VORLIEGENDER TEXT:

-.-.-

Es sollte zack auf Zack gehen in diesen Wochen des Jahres, so war der Sommerurlaub erst zwei Wochen her, stand über den Feiertag der deutschen Einheit der nächste Trip an.
Meine Großmutter lebte aufgrund von Flucht und Vertreibung nach dem Weltkrieg etliche Jahre in Litauen, sodass es für mich dieses Mal eine kleine Verbindung in das kleine Land im Baltikum gab. Mit Nick, einem ausgesprochenen Litauen-Liebhaber, so war es jetzt sein dritter Trip in das Land, wurde sich schnell abgesprochen und der Urlaub gebucht. Fünf Tage und fünf Spiele standen auf dem Plan, dass das Pokalfinale zu diesem Zeitpunkt (sehr kurzfristige Terminierung) auch stattfinden sollte, war eine nette Überraschung.
Wieder einmal wurde der BER angesteuert, ausnahmsweise nicht per nächtlichen Flixbus, sondern per Zug und mit einer halbstündigen Verspätung den günstigen (35 € pro Person) Flug eingestiegen. In Vilnius angekommen war ich kurz erschrocken, so gleicht der Airport von außen eher einer netten alten Bahnhofshalle. Dafür sind die Wege kurz und die Mietwagen-Anbieter leicht zu finden. Da all unsere Spiele außerhalb der Hauptstadt stattfanden, waren wir auf ein Auto angewiesen. Übrigens, falls ihr auch eher Billig-Anbieter bucht, in der Mietwagen Halle sind nur Büros der vier großen Platzhirsche, daher müsst ihr euch da einmal durchfragen. Unserer No-Name- Drittanbieter lief dann über Enterprise und ohne Probleme in der Abwicklung. Unser Urbihopp Hotel ist für Preis/Leistung sehr zu empfehlen, wir haben 25 € pro Person für ein Zweibettzimmer bezahlt, dazu gibt es ein durchaus gutes Frühstück- Es ist nicht zentral gelegen, dennoch soll man mit dem Bus gut in die Stadt kommen.

-.-.-

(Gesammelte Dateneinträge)

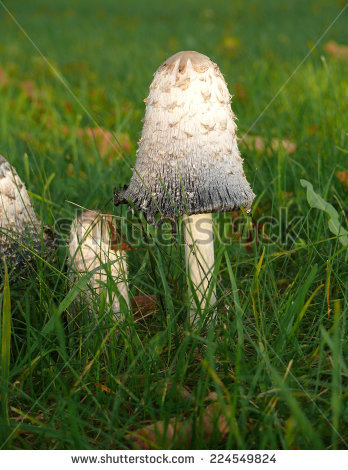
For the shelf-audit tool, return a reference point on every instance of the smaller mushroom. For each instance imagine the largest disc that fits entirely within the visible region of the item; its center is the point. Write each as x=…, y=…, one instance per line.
x=21, y=234
x=94, y=242
x=188, y=163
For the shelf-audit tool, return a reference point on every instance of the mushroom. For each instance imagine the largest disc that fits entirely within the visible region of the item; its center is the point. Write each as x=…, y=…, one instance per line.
x=95, y=243
x=188, y=163
x=21, y=234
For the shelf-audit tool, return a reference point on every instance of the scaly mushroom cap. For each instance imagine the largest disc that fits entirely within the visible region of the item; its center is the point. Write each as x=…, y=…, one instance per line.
x=20, y=229
x=93, y=243
x=188, y=160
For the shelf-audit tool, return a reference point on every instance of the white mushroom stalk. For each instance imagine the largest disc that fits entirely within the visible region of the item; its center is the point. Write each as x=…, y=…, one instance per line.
x=188, y=162
x=21, y=234
x=199, y=256
x=94, y=243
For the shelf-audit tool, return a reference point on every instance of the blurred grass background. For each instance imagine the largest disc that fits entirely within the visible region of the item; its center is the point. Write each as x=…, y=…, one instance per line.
x=275, y=368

-.-.-

AUFGABE A: Nenne alle Unternehmen, die im Reisebericht über Litauen mit Namen erwähnt werden, das Hotel eingeschlossen.
AUFGABE B: Schreibe den Abschnitt des Reiseberichts wortgetreu ab, der mit den Worten beginnt, die „Meine Großmutter lebte“ enthalten, und mit „eine nette Überraschung.“ endet.

LÖSUNG A:
- Flixbus
- Enterprise
- Urbihopp Hotel

LÖSUNG B:
Meine Großmutter lebte aufgrund von Flucht und Vertreibung nach dem Weltkrieg etliche Jahre in Litauen, sodass es für mich dieses Mal eine kleine Verbindung in das kleine Land im Baltikum gab. Mit Nick, einem ausgesprochenen Litauen-Liebhaber, so war es jetzt sein dritter Trip in das Land, wurde sich schnell abgesprochen und der Urlaub gebucht. Fünf Tage und fünf Spiele standen auf dem Plan, dass das Pokalfinale zu diesem Zeitpunkt (sehr kurzfristige Terminierung) auch stattfinden sollte, war eine nette Überraschung.